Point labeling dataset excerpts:

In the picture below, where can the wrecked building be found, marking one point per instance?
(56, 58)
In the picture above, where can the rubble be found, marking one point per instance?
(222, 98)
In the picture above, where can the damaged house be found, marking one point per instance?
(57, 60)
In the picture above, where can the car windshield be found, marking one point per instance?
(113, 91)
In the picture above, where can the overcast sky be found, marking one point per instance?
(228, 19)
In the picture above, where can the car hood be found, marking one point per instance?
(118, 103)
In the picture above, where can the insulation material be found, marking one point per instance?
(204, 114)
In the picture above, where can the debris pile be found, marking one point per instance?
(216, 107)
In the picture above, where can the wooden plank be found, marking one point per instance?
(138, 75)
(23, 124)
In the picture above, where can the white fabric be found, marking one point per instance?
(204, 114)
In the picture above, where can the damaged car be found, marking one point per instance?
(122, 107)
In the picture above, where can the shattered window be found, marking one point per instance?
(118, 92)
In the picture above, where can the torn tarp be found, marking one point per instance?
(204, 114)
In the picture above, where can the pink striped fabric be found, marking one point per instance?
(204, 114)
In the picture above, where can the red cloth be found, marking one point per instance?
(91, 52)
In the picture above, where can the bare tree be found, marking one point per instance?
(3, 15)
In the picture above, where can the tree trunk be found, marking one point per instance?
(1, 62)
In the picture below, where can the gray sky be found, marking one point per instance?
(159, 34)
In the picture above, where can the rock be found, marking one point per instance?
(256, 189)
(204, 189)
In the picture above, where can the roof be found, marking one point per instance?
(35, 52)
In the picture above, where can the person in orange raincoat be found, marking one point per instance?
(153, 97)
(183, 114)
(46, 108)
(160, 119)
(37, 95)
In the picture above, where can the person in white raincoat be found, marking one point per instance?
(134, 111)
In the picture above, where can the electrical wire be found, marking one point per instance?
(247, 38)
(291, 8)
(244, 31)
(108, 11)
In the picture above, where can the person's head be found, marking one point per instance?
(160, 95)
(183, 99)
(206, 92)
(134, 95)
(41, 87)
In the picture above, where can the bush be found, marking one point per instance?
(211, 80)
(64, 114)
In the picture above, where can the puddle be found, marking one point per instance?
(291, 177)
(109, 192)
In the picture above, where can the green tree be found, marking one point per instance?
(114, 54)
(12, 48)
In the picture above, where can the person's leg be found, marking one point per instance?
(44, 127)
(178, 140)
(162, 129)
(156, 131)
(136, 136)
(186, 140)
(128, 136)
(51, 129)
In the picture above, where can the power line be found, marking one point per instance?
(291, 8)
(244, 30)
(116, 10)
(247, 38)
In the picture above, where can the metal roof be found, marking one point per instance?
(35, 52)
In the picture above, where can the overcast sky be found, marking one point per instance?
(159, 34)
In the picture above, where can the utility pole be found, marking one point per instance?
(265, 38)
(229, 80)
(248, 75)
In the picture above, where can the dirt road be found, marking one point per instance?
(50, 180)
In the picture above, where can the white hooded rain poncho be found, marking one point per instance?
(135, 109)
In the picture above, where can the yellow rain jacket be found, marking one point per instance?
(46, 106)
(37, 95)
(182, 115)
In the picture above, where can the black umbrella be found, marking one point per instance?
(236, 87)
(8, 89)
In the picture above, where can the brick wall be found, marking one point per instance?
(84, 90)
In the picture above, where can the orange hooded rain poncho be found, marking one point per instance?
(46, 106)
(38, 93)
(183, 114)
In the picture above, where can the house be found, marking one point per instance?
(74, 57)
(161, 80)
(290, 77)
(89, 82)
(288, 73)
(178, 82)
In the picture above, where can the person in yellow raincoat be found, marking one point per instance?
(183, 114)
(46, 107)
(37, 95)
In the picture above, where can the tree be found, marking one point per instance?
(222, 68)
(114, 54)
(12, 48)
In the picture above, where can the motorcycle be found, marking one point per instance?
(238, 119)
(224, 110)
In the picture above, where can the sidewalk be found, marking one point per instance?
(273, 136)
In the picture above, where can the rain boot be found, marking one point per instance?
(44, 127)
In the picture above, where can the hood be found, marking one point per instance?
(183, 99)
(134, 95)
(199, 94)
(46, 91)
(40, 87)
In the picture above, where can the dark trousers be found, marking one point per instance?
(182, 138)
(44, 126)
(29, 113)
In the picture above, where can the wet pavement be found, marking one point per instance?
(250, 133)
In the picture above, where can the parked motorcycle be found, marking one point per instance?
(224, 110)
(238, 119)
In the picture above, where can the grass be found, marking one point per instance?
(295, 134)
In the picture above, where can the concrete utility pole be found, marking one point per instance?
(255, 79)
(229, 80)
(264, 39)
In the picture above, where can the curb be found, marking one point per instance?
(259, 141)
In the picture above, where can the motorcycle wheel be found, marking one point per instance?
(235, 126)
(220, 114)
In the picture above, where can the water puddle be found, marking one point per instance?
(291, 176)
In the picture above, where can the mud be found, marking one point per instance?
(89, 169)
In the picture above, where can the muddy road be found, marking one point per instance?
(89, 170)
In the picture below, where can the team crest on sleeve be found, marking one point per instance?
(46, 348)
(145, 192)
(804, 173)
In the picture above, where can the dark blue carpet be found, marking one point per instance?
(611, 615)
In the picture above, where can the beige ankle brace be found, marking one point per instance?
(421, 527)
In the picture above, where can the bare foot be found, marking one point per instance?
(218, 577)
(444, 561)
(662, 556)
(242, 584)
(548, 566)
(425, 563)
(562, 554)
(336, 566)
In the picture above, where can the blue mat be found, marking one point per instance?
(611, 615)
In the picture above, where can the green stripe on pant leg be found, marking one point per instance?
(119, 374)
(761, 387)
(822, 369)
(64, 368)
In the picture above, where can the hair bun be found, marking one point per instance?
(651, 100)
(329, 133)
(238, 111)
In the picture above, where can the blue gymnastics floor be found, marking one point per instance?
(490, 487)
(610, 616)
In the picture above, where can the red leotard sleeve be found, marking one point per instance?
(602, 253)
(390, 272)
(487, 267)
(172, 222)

*Given exercise*: From the line holding "In the picture above, where can the beige" through the last line above, reproduce each line exactly and add nothing.

*Solution*:
In the picture above, where can the beige ankle brace be found, marking one point per instance?
(421, 527)
In the picture above, where can the bare foot be found, marking one point per instance?
(218, 577)
(444, 561)
(662, 556)
(242, 584)
(548, 566)
(425, 563)
(562, 554)
(336, 566)
In the picture above, where can the blue mat be found, marking one point per instance?
(611, 615)
In the picture above, where can the green stripe on pant leg be found, marking one point per instance?
(119, 374)
(761, 387)
(822, 369)
(64, 368)
In the picture above, where can the hair bun be found, marking one point per instance?
(651, 100)
(329, 133)
(238, 111)
In the picture above, where can the blue gymnastics floor be found, marking one point per instance?
(490, 487)
(610, 616)
In the picture above, where can the red leotard sleeve be found, marking one point per instance?
(602, 253)
(390, 272)
(487, 267)
(172, 222)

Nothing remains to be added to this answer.